- THE TASK: Count the lines in the entries below that contain the string "drawer", treating uppercase and lowercase as different. Reply with the number only.

- DATA FOR THIS EXERCISE:
● ● ● ● ● ● ●
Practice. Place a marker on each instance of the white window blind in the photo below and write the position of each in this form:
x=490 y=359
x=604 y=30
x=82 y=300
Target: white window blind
● ● ● ● ● ● ●
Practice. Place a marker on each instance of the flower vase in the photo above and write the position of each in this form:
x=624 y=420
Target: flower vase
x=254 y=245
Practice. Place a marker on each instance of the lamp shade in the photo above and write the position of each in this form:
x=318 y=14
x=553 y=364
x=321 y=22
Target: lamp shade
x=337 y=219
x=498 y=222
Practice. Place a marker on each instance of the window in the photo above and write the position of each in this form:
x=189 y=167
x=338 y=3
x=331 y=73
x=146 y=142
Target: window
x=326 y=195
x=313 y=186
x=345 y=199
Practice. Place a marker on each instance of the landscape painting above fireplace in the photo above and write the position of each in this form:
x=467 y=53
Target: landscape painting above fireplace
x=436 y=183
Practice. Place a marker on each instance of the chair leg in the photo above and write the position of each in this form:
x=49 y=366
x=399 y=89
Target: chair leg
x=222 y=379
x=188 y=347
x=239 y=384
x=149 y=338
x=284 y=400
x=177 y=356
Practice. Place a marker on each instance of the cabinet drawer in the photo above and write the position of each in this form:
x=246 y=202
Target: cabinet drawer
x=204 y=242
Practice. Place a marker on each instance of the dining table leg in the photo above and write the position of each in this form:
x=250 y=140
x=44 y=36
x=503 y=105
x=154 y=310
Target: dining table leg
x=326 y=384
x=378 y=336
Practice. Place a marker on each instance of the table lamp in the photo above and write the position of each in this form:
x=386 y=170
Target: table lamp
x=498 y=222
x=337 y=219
● ● ● ● ● ● ●
- ANSWER TO THE TASK: 2